[EXERCISE DIRECTIONS] Identify each line in the rows below that contains the string "branch" and copy those lines. Case counts.

** Begin RECORD LIST **

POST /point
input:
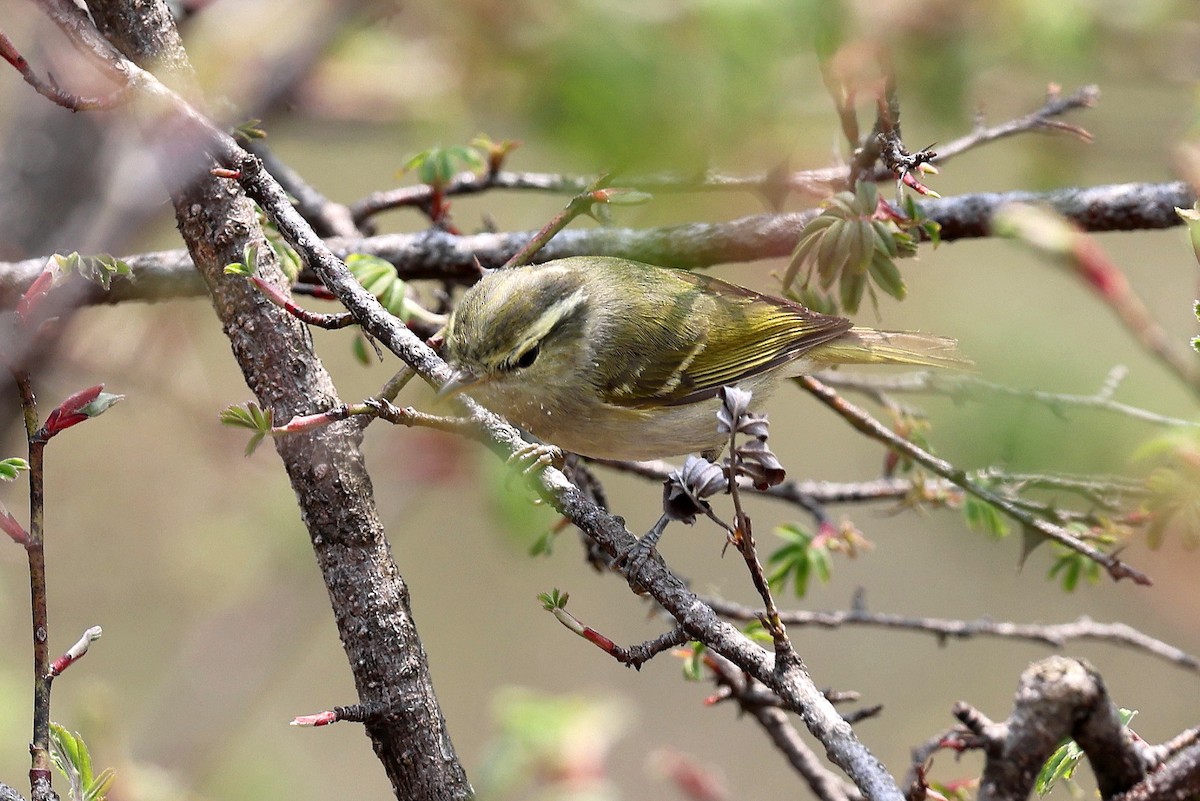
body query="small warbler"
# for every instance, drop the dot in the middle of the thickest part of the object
(615, 359)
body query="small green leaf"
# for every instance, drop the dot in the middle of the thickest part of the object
(381, 278)
(853, 284)
(250, 130)
(12, 467)
(553, 600)
(798, 561)
(694, 666)
(102, 403)
(438, 166)
(622, 197)
(250, 416)
(1071, 567)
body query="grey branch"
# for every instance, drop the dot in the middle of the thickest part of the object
(971, 387)
(1054, 634)
(437, 254)
(1057, 698)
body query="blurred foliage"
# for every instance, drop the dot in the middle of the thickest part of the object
(73, 760)
(1174, 485)
(551, 747)
(634, 84)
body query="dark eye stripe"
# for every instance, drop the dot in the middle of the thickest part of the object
(528, 357)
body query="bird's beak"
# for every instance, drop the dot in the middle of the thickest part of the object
(460, 379)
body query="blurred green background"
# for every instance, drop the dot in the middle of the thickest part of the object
(192, 558)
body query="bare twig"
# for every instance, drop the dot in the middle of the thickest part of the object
(1039, 120)
(825, 784)
(814, 184)
(1054, 634)
(972, 387)
(439, 256)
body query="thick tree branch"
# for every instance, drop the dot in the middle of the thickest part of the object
(1057, 698)
(370, 598)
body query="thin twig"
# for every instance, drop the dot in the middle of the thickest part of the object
(1054, 634)
(971, 387)
(875, 429)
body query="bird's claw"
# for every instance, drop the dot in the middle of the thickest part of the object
(535, 456)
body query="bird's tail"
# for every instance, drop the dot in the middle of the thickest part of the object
(870, 347)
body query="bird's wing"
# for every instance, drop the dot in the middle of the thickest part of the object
(724, 335)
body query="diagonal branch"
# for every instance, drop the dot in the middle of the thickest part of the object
(437, 254)
(875, 429)
(1054, 634)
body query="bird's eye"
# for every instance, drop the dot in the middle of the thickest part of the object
(528, 357)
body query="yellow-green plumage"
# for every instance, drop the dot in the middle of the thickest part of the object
(615, 359)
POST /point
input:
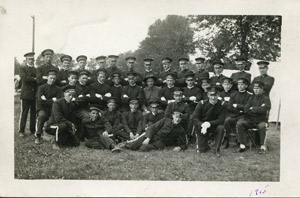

** End RECORD LIST **

[SOLUTION]
body query="grey branch"
body query="thick tree branch"
body query="diagonal branch"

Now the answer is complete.